= Tugas 1 =
Apa jabatan Dr Senal Fernando menurut artikel tentang krisis kesehatan Sri Lanka?
= Tugas 2 =
Tuliskan ulang dengan tepat bagian artikel tentang krisis kesehatan Sri Lanka mulai dari "Dokter Sri Lanka Ingatkan" sampai dengan "melanda negara itu.".

= Kutipan Bacaan =
+++

Dokter Sri Lanka Ingatkan Kekhawatiran Bencana Kematian di Tengah Krisis
Sri Lanka kekurangan obat-obatan.
REPUBLIKA.CO.ID, KOLOMBO -- Dokter-dokter Sri Lanka memperingatkan bahwa sejumlah besar penduduk bisa meninggal karena sistem perawatan kesehatan negara di ambang kehancuran. Pemadaman listrik yang melumpuhkan dan kekurangan obat-obatan sangat mengkhawatirkan di tengah krisis ekonomi yang melanda negara itu.
"Semua rumah sakit Sri Lanka berada di ambang kehancuran," kata Dr Senal Fernando, sekretaris di Government Medical Officers Association seperti dikutip laman Aljazirah, Selasa (12/4/2022). "Situasi akan memburuk dalam dua minggu ke depan dan orang-orang akan mulai sekarat jika tidak diambil tindakan sekarang," ujarnya menambahkan.
Obat-obatan untuk mengobati serangan jantung dan selang untuk membantu bayi yang baru lahir bernapas kekurangan pasokan di seluruh negeri. Sementara pemadaman listrik memaksa dokter di pedesaan Sri Lanka untuk menjahit luka dan mengobati gigitan ular dalam keadaan gelap.
Menurut dokumen internal, situasi rumah sakit di Sri Lanka sangat mengerikan sehingga beberapa rumah sakit telah menangguhkan operasi rutin dan sangat mengurangi jumlah tes laboratorium. Hal ini memaksa dokter, perawat, dan petugas kesehatan lainnya turun ke jalan sebagai protes.
Beberapa juga mendukung gerakan protes yang berkembang yang menyerukan pengunduran diri Presiden Gotabaya Rajapaksa. Setiap kematian pasien karena kekurangan obat dapat mengakibatkan kerusuhan di rumah sakit, Fernando memperingatkan bahwa pemerintah telah gagal untuk mengakui atau transparan tentang tingkat keparahan krisis.
"Pemerintah tidak peduli. Mereka tidak memberi tahu orang-orang apa pun," katanya. Rumah sakit di kota-kota terbesar Sri Lanka telah terhindar dari pemadaman listrik, tetapi beberapa telah diperintahkan oleh pemerintah untuk menangguhkan operasi rutin dan mengurangi tes laboratorium, karena terbatasnya persediaan obat anestesi dan reagen.

+++

= Data Hasil Ekstraksi =

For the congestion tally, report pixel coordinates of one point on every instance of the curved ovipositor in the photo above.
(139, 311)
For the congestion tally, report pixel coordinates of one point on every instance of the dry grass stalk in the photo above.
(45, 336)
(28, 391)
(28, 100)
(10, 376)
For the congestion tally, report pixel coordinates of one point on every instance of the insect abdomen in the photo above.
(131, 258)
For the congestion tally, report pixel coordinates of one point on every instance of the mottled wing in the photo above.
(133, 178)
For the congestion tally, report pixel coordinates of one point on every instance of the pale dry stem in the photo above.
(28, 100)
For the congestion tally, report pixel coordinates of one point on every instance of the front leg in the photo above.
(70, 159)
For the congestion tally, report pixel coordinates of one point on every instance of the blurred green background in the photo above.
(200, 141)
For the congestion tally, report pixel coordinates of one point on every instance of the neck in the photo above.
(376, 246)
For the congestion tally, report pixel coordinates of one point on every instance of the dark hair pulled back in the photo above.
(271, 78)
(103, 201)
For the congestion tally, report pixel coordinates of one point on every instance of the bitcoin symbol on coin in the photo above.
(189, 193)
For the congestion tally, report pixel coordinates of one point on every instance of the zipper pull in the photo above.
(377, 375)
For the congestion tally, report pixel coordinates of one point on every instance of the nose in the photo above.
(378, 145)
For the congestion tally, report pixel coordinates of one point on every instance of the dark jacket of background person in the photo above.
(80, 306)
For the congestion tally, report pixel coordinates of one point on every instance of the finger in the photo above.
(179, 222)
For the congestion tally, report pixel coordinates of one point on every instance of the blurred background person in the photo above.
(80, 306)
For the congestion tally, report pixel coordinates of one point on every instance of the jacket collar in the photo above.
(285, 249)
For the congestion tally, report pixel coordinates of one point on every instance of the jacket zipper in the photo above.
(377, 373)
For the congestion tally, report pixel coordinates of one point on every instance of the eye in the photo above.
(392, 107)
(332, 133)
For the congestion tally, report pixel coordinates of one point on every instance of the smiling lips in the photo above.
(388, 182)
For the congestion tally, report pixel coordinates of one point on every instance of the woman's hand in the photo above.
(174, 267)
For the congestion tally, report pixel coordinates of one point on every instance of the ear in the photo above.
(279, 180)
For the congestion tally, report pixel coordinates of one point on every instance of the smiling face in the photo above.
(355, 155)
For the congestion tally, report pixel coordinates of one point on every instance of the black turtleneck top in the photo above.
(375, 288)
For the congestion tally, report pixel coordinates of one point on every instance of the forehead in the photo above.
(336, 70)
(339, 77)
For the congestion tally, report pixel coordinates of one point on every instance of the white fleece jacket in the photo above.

+++

= Jawaban 1 =
Sekretaris di Government Medical Officers Association.

= Jawaban 2 =
Dokter Sri Lanka Ingatkan Kekhawatiran Bencana Kematian di Tengah Krisis
Sri Lanka kekurangan obat-obatan.
REPUBLIKA.CO.ID, KOLOMBO -- Dokter-dokter Sri Lanka memperingatkan bahwa sejumlah besar penduduk bisa meninggal karena sistem perawatan kesehatan negara di ambang kehancuran. Pemadaman listrik yang melumpuhkan dan kekurangan obat-obatan sangat mengkhawatirkan di tengah krisis ekonomi yang melanda negara itu.